__Problem to work on__.
Only the lines from the one with "box: [135, 207, 295, 229]" through the end of the material, both ends included, should be retyped exactly.
────
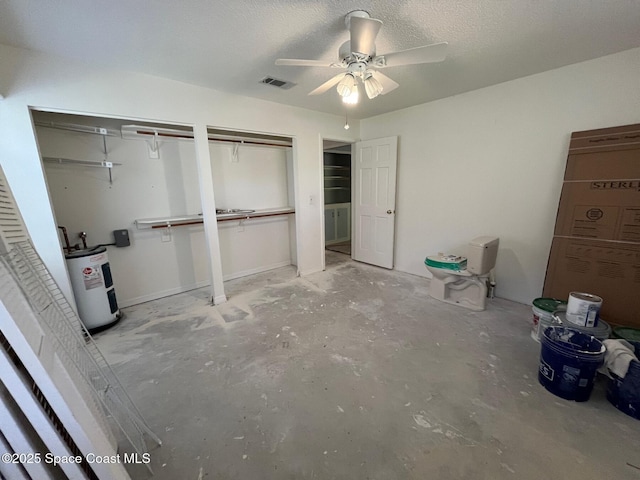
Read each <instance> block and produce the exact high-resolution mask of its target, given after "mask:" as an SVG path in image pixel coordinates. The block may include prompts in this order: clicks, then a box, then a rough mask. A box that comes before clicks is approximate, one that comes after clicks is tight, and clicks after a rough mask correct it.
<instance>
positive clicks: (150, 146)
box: [147, 143, 160, 158]
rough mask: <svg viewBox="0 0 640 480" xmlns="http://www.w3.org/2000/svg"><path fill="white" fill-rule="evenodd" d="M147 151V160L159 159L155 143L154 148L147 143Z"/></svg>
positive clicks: (148, 143)
mask: <svg viewBox="0 0 640 480" xmlns="http://www.w3.org/2000/svg"><path fill="white" fill-rule="evenodd" d="M147 151H148V152H149V158H160V149H159V148H158V144H157V143H156V144H155V146H154V145H151V144H150V143H147Z"/></svg>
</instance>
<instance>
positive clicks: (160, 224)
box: [135, 207, 295, 229]
mask: <svg viewBox="0 0 640 480" xmlns="http://www.w3.org/2000/svg"><path fill="white" fill-rule="evenodd" d="M292 213H295V209H294V208H290V207H286V208H268V209H264V210H255V211H254V212H252V213H239V214H238V215H229V214H223V215H219V216H218V217H217V220H218V222H228V221H234V220H235V221H238V220H250V219H253V218H263V217H273V216H276V215H290V214H292ZM203 222H204V220H203V218H202V215H176V216H172V217H158V218H141V219H138V220H135V224H136V227H137V228H139V229H145V228H170V227H180V226H185V225H198V224H201V223H203Z"/></svg>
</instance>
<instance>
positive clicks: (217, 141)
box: [209, 137, 292, 148]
────
__Exercise answer__.
box: [135, 207, 295, 229]
mask: <svg viewBox="0 0 640 480" xmlns="http://www.w3.org/2000/svg"><path fill="white" fill-rule="evenodd" d="M292 213H295V209H294V208H290V207H286V208H268V209H264V210H255V211H254V212H252V213H239V214H238V215H229V214H223V215H219V216H218V217H217V220H218V222H228V221H234V220H235V221H238V220H250V219H253V218H263V217H273V216H276V215H290V214H292ZM203 222H204V220H203V218H202V215H176V216H172V217H158V218H141V219H138V220H135V224H136V227H137V228H139V229H145V228H170V227H180V226H185V225H198V224H201V223H203Z"/></svg>
</instance>
<instance>
positive clicks: (217, 141)
box: [209, 137, 292, 148]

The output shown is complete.